ACTIVITY: Within the entries below, every line containing "tile" is to be copied.

************

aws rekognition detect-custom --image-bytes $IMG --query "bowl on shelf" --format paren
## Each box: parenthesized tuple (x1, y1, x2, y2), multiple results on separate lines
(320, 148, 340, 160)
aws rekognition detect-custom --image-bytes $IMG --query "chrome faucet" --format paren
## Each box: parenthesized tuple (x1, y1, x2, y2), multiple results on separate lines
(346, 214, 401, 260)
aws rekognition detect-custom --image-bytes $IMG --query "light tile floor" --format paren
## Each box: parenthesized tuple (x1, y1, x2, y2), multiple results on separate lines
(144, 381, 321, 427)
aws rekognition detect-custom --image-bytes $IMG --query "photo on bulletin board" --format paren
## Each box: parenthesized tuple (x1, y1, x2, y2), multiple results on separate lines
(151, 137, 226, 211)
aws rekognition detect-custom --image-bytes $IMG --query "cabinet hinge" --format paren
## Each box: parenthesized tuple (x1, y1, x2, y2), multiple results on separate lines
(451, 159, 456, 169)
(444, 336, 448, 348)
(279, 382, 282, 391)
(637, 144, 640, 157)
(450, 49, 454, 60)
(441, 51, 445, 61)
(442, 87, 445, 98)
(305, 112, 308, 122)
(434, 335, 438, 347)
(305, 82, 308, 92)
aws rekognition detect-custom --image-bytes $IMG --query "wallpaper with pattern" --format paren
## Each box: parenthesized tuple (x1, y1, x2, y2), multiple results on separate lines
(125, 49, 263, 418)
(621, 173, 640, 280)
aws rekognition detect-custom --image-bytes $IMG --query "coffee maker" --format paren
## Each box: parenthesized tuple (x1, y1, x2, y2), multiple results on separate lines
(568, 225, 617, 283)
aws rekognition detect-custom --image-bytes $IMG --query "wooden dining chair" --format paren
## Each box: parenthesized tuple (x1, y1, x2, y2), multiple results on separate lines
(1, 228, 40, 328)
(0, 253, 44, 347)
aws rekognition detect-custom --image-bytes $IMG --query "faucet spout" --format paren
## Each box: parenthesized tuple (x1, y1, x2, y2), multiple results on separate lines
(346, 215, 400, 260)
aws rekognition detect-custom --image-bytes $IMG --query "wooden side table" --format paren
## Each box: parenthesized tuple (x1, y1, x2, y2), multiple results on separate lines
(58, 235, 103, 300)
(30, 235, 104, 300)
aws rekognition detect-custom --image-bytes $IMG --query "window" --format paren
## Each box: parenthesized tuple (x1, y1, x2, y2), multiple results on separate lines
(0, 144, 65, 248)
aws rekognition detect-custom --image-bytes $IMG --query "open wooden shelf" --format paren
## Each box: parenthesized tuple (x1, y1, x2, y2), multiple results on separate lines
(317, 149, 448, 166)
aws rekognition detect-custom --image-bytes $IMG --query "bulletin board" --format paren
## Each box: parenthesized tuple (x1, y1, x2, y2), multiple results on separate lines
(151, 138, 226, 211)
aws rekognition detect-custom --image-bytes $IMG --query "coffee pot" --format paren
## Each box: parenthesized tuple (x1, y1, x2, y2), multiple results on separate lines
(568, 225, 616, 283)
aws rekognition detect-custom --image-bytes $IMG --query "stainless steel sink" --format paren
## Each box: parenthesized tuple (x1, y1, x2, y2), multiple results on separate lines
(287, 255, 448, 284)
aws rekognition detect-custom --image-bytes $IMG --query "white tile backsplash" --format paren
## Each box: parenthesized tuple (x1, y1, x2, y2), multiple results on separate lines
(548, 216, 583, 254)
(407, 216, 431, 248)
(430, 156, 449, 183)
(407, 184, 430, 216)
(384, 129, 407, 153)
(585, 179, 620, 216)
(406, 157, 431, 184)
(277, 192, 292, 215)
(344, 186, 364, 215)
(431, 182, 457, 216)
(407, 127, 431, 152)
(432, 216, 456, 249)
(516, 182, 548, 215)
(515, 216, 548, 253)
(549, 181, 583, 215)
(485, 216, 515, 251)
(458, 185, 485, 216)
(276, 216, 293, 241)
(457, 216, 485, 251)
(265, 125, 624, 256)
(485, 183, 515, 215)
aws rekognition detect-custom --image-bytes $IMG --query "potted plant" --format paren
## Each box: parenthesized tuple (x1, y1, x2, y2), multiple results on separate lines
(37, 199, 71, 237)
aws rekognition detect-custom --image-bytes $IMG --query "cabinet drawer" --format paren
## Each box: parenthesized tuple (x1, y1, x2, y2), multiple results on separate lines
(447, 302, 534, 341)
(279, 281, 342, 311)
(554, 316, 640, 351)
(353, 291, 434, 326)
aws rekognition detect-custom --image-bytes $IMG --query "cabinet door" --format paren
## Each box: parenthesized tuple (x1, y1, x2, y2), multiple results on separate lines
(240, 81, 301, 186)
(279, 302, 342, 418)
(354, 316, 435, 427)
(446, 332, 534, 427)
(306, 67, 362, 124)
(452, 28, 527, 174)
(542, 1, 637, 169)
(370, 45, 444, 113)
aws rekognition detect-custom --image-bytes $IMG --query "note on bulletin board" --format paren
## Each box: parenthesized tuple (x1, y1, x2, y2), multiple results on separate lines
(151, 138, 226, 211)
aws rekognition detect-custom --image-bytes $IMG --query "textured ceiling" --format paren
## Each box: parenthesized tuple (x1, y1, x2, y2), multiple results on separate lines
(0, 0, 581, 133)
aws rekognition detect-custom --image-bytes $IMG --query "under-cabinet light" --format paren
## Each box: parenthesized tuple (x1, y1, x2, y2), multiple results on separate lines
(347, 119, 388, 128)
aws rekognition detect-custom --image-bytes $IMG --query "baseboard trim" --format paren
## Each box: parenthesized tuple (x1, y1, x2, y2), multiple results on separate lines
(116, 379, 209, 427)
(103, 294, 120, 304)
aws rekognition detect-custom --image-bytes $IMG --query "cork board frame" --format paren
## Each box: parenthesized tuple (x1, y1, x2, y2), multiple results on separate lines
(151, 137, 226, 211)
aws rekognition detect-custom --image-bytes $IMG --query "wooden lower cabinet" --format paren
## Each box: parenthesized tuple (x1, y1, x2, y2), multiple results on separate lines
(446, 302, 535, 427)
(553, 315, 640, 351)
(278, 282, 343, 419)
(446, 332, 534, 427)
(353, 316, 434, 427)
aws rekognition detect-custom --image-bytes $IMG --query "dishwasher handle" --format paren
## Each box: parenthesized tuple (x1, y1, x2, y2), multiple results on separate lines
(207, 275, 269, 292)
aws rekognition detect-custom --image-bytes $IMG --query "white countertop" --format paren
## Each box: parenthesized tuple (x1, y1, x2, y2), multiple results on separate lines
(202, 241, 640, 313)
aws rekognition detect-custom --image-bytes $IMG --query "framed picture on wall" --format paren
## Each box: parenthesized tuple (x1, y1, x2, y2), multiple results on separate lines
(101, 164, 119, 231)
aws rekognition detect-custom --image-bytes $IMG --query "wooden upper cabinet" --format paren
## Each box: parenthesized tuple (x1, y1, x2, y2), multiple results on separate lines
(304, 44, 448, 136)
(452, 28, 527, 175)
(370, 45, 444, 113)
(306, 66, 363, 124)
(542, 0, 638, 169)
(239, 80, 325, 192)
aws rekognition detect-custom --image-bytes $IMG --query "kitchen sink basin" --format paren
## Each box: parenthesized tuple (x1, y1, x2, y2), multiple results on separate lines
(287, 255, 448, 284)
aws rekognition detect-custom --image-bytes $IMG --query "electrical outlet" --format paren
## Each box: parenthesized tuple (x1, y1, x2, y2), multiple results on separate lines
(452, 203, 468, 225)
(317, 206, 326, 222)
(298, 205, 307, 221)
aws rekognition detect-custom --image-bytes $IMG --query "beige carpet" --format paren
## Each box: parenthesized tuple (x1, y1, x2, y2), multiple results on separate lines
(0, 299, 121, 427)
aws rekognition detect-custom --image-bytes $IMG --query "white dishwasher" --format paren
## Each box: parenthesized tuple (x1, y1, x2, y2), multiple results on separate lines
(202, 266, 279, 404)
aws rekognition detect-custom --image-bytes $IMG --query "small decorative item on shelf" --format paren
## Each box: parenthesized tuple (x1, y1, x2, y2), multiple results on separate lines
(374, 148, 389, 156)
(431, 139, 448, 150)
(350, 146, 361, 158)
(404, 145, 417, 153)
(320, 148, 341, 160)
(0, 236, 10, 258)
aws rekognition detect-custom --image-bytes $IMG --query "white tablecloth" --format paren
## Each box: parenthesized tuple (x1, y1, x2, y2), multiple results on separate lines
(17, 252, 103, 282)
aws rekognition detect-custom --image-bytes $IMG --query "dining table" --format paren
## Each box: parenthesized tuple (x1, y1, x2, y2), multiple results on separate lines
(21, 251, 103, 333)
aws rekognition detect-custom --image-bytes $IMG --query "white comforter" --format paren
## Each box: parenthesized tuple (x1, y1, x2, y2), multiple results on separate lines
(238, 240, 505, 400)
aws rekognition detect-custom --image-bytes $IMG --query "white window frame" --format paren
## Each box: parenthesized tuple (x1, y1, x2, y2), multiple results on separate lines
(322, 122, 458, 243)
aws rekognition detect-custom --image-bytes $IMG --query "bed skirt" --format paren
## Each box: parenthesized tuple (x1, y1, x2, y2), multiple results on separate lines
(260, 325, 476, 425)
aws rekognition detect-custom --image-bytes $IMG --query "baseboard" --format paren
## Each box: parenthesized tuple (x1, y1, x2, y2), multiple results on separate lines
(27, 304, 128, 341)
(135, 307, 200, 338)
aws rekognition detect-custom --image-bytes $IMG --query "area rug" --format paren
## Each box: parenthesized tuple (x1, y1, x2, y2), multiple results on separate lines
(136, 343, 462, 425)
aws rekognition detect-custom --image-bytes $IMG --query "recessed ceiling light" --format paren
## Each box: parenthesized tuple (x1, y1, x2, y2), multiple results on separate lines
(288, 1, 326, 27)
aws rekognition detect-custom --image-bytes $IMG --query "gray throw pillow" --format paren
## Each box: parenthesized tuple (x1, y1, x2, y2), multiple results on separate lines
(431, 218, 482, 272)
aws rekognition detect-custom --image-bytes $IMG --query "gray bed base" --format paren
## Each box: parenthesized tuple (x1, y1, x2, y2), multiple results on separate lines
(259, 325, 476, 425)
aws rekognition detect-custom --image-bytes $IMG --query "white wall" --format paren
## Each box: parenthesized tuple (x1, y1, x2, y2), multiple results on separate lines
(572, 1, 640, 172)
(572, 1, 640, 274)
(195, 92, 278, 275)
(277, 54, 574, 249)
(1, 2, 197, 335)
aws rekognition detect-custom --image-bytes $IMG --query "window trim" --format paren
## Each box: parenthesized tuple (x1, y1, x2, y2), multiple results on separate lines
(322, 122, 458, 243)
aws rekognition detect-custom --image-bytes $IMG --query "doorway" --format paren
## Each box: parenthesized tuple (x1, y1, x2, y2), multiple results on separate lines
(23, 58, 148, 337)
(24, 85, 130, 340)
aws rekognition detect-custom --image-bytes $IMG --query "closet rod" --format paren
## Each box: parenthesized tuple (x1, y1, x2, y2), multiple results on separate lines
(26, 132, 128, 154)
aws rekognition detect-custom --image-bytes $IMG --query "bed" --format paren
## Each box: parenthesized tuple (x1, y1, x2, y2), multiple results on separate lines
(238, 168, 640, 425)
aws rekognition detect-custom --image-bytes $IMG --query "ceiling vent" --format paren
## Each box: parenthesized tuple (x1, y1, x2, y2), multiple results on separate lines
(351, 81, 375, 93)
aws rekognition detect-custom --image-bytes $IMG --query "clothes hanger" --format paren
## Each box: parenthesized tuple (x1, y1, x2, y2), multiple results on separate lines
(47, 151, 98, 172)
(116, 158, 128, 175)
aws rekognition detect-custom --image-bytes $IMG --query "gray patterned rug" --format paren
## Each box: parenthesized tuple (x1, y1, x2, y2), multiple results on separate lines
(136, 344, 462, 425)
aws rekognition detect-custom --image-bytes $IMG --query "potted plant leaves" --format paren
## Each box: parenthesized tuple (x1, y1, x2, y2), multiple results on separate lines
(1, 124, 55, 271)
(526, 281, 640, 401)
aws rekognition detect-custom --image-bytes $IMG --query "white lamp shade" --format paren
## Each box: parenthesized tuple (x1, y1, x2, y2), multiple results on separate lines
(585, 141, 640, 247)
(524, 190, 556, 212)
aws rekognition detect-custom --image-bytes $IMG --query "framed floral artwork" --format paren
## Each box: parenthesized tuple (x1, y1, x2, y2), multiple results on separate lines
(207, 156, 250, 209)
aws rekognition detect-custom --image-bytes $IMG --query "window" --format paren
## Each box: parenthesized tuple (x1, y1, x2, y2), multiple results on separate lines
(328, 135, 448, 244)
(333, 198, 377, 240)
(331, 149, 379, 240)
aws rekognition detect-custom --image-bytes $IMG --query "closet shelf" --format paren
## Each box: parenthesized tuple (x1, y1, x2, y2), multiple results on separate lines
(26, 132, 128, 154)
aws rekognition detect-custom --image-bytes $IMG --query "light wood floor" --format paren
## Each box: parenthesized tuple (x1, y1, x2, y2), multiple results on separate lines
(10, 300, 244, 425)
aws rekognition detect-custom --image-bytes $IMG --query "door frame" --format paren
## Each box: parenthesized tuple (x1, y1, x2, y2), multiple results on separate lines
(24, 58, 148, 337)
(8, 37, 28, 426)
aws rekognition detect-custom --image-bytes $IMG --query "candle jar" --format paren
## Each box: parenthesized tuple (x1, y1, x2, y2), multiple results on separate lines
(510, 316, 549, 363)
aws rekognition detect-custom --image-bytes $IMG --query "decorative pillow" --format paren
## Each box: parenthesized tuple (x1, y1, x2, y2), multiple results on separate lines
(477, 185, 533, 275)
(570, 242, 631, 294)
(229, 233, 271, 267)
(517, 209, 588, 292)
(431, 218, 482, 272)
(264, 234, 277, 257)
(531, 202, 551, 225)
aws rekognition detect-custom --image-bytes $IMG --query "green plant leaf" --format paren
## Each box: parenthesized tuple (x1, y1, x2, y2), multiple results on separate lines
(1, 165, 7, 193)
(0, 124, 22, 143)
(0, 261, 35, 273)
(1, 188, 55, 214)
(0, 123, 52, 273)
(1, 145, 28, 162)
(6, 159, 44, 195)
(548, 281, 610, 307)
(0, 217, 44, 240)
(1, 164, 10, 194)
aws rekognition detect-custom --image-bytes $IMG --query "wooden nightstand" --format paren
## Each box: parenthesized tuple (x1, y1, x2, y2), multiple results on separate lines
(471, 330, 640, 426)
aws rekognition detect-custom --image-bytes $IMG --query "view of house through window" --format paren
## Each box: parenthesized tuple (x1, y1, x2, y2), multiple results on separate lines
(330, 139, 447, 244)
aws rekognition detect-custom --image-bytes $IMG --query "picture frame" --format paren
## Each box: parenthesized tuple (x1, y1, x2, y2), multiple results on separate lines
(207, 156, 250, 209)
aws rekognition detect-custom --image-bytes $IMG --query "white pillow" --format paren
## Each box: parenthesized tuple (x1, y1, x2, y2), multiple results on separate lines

************

RESULT OF THIS EXERCISE:
aws rekognition detect-custom --image-bytes $IMG --query "light tile floor" --format paren
aws rekognition detect-custom --image-bytes $IMG --query "white tile backsplash" --format paren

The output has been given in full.